"""

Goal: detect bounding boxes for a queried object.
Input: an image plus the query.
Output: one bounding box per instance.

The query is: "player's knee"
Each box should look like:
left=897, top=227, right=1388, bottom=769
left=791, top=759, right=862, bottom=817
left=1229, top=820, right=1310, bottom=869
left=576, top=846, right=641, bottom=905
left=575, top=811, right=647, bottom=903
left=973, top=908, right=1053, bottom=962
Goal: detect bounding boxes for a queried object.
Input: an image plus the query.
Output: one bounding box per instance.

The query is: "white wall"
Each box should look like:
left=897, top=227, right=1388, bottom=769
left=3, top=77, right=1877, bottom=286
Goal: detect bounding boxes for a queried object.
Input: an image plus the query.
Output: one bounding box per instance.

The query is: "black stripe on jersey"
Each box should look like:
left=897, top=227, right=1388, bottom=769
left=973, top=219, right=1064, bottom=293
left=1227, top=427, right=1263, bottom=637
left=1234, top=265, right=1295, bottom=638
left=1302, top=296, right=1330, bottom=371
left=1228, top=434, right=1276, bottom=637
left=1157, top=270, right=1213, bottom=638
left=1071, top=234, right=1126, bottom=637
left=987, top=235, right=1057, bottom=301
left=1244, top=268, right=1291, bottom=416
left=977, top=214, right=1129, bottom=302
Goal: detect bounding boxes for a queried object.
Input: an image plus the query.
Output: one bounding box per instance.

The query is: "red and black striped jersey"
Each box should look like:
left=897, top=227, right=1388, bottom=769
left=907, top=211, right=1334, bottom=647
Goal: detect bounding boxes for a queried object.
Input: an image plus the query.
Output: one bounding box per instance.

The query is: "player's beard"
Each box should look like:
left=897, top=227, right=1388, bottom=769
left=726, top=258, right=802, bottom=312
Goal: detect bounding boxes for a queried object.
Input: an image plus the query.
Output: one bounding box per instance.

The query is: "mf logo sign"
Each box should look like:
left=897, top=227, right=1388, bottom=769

"""

▶ **WHAT IS NEEDED**: Copy the material above back out, exactly as written.

▶ **WRITTEN ANSWER**:
Goal: detect bounding boxes for a queried object.
Input: an image plus the query.
Output: one bounding box per instance.

The query is: "player's knee"
Each box should look like:
left=897, top=227, right=1388, bottom=769
left=791, top=759, right=862, bottom=817
left=1229, top=820, right=1310, bottom=869
left=576, top=846, right=641, bottom=905
left=575, top=811, right=647, bottom=903
left=973, top=908, right=1053, bottom=962
Goal: detect bounding boxes for a queried object.
Input: an image plus the query.
Output: one bounding box per instance.

The query is: "white wall"
Each box should look like:
left=897, top=227, right=1388, bottom=769
left=3, top=77, right=1877, bottom=286
Goal: detect bounding boxes for a queried object.
Input: an image plus the query.
Output: one bounding box per instance.

The query is: "black stripe on jersey"
Each box should look like:
left=897, top=227, right=1388, bottom=769
left=973, top=219, right=1064, bottom=293
left=1227, top=427, right=1263, bottom=637
left=1234, top=265, right=1295, bottom=638
left=1302, top=296, right=1330, bottom=371
left=1228, top=434, right=1276, bottom=637
left=1157, top=270, right=1213, bottom=638
left=1071, top=234, right=1126, bottom=637
left=987, top=235, right=1057, bottom=301
left=1244, top=268, right=1291, bottom=416
left=977, top=214, right=1129, bottom=302
Goal: detect bounding boxes for a queried object.
Input: an image plus the query.
Output: one bounding box per instance.

The query is: "red and black striped jersey"
Each box should look like:
left=897, top=227, right=1388, bottom=769
left=907, top=211, right=1334, bottom=647
Goal: detect bounding boxes for a queried object.
Input: an image plus the query.
Output: one bounding box per instance.

The query is: "player's beard"
Each box should look like:
left=897, top=227, right=1388, bottom=769
left=726, top=258, right=802, bottom=312
Goal: detect bounding boxes for a queried object.
Input: an image plus the query.
Output: one bounding box per instance.

The query is: "mf logo sign"
Each box should look like:
left=897, top=227, right=1388, bottom=769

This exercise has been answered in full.